WHAT IS BEING ASKED |
Restate the entries word for word, omitting nothing.

MATERIAL FOR THIS EXERCISE |
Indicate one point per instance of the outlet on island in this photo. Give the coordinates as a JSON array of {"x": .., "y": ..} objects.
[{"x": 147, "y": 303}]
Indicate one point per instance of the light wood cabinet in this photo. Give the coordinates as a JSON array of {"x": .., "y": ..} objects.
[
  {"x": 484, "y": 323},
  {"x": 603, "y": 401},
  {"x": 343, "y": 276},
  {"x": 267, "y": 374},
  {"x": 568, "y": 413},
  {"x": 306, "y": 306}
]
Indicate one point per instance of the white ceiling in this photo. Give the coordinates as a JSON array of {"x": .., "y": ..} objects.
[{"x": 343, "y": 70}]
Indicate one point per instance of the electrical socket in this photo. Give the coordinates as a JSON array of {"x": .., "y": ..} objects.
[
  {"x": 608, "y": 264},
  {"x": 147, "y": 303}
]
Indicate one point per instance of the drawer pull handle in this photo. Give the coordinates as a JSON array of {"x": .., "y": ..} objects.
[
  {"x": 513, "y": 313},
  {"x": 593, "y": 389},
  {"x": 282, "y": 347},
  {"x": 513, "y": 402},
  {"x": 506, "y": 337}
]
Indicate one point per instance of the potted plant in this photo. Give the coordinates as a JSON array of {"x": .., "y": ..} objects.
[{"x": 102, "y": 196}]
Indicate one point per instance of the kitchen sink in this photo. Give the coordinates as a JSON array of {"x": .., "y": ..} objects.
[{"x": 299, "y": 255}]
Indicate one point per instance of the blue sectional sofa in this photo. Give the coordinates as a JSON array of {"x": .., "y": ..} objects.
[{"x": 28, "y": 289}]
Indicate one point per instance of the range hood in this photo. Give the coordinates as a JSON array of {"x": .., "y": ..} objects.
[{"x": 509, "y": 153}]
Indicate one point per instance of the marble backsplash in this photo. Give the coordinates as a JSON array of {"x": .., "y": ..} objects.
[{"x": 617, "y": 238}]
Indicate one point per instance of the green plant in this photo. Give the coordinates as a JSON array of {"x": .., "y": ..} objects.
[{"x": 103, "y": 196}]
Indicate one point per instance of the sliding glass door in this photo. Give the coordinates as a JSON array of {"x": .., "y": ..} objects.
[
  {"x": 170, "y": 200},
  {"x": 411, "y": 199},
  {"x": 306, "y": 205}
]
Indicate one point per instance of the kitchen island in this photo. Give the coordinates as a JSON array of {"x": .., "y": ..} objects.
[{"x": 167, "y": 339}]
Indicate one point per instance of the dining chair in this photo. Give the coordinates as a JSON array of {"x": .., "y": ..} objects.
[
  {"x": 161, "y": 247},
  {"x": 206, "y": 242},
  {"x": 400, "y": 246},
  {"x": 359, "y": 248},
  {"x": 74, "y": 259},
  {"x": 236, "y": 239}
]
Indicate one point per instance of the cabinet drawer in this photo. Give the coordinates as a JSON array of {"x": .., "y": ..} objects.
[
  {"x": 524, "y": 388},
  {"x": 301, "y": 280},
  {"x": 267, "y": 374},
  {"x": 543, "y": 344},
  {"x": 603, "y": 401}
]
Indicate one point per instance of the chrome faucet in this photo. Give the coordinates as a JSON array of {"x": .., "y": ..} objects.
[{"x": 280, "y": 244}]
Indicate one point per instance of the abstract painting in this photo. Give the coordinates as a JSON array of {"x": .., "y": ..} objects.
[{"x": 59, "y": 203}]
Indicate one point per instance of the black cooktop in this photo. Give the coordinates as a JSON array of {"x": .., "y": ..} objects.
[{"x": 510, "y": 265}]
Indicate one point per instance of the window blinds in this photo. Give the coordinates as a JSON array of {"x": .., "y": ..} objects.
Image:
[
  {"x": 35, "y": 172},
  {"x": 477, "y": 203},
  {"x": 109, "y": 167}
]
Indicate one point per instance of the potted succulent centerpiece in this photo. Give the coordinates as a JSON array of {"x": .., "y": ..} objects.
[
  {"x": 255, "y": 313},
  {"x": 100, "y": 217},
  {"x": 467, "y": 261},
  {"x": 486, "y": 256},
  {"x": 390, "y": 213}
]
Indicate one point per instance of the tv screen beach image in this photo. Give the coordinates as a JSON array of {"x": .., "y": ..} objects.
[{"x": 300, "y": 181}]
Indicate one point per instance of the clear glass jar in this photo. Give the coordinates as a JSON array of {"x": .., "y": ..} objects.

ANSWER TO THIS PROBLEM |
Indicate one point per instance of the outlet on island in this photo. Give the coordinates as a JSON array of {"x": .., "y": ..} objects.
[{"x": 147, "y": 303}]
Indicate one point per instance of the light wood cabinet in this photo. Give the coordinates as a JSON array of {"x": .., "y": ..} objects.
[
  {"x": 484, "y": 323},
  {"x": 603, "y": 401},
  {"x": 343, "y": 276},
  {"x": 267, "y": 374},
  {"x": 568, "y": 413},
  {"x": 306, "y": 306}
]
Indicate one point per instance of the white ceiling in this photo. Give the coordinates as a JSON array of {"x": .., "y": ..} objects.
[{"x": 343, "y": 70}]
Indicate one point per instance of the electrical socket in this photo. Give the coordinates as a JSON array of {"x": .., "y": ..} objects.
[
  {"x": 608, "y": 264},
  {"x": 147, "y": 303}
]
Indicate one point per instance of the drawer pull handle in this photo. Give the coordinates as a JSON array of {"x": .., "y": ..} objects.
[
  {"x": 513, "y": 313},
  {"x": 593, "y": 389},
  {"x": 282, "y": 347},
  {"x": 513, "y": 402},
  {"x": 506, "y": 337}
]
Indicate one point per instance of the potted plant in this photo. Give the coordinates as a JSON array of {"x": .., "y": ..} objects.
[{"x": 102, "y": 196}]
Indicate one point per instance of the kitchen sink in this photo. Give the coordinates as a JSON array of {"x": .., "y": ..} objects.
[{"x": 299, "y": 255}]
Indicate one point per instance of the blue sectional sofa in this photo. Give the coordinates as a JSON array of {"x": .., "y": ..} objects.
[{"x": 28, "y": 289}]
Indicate one point per instance of the range hood in this photo. Give the coordinates as a JSON array of {"x": .., "y": ..} objects.
[{"x": 509, "y": 153}]
Indicate one point per instance of the marble backsplash in this photo. Give the coordinates as a JSON array of {"x": .., "y": ..} objects.
[{"x": 617, "y": 238}]
Indicate one point per instance of the green plant in this photo. Give the coordinates as a JSON array of {"x": .., "y": ..} objects.
[{"x": 103, "y": 196}]
Indicate one point per instance of the sliding glass door in this photo. Give the coordinates as a JSON array of {"x": .., "y": ..} objects.
[
  {"x": 170, "y": 200},
  {"x": 411, "y": 199},
  {"x": 306, "y": 205}
]
Indicate one point per instance of the kitchen island in this photo. Give the coordinates as a JSON array of {"x": .., "y": ..} objects.
[{"x": 167, "y": 339}]
Indicate one point per instance of the dining chair in this photo. Give the coordinates as a JSON array of {"x": .., "y": ..} objects.
[
  {"x": 161, "y": 247},
  {"x": 206, "y": 242},
  {"x": 400, "y": 246},
  {"x": 359, "y": 248},
  {"x": 74, "y": 259},
  {"x": 236, "y": 239}
]
Indicate one point per instance of the cabinet drawer in this photo. Give the coordinates as a JSON array of {"x": .., "y": ..} objects.
[
  {"x": 524, "y": 388},
  {"x": 301, "y": 280},
  {"x": 267, "y": 374},
  {"x": 543, "y": 344},
  {"x": 603, "y": 401}
]
Indicate one point per instance of the chrome faucet in this photo. Give the coordinates as a JSON array of {"x": .., "y": ..} objects.
[{"x": 280, "y": 244}]
Indicate one point per instance of the abstract painting in this photo. Give the coordinates as a JSON array of {"x": .., "y": ..} objects.
[{"x": 59, "y": 203}]
Indicate one point per instance of the black cooktop in this photo. Give the coordinates as a JSON array of {"x": .., "y": ..} objects.
[{"x": 510, "y": 265}]
Indicate one point per instance of the window blinds in this photo. Give the coordinates as a JSON array of {"x": .., "y": ..} objects.
Image:
[
  {"x": 35, "y": 172},
  {"x": 477, "y": 203},
  {"x": 109, "y": 167}
]
Indicate one point per instance of the potted succulent centerpiece in this photo. Give the coordinates as a JSON array of {"x": .., "y": ..} objects.
[
  {"x": 255, "y": 313},
  {"x": 100, "y": 217},
  {"x": 467, "y": 261},
  {"x": 486, "y": 256},
  {"x": 390, "y": 213}
]
Indicate one point per instance of the tv screen beach image in this photo. Give the coordinates as a JSON array of {"x": .., "y": ..} objects.
[{"x": 300, "y": 181}]
Indicate one point per instance of the clear glass jar in this photo. Give the coordinates as a JSON array of {"x": .., "y": ..} objects.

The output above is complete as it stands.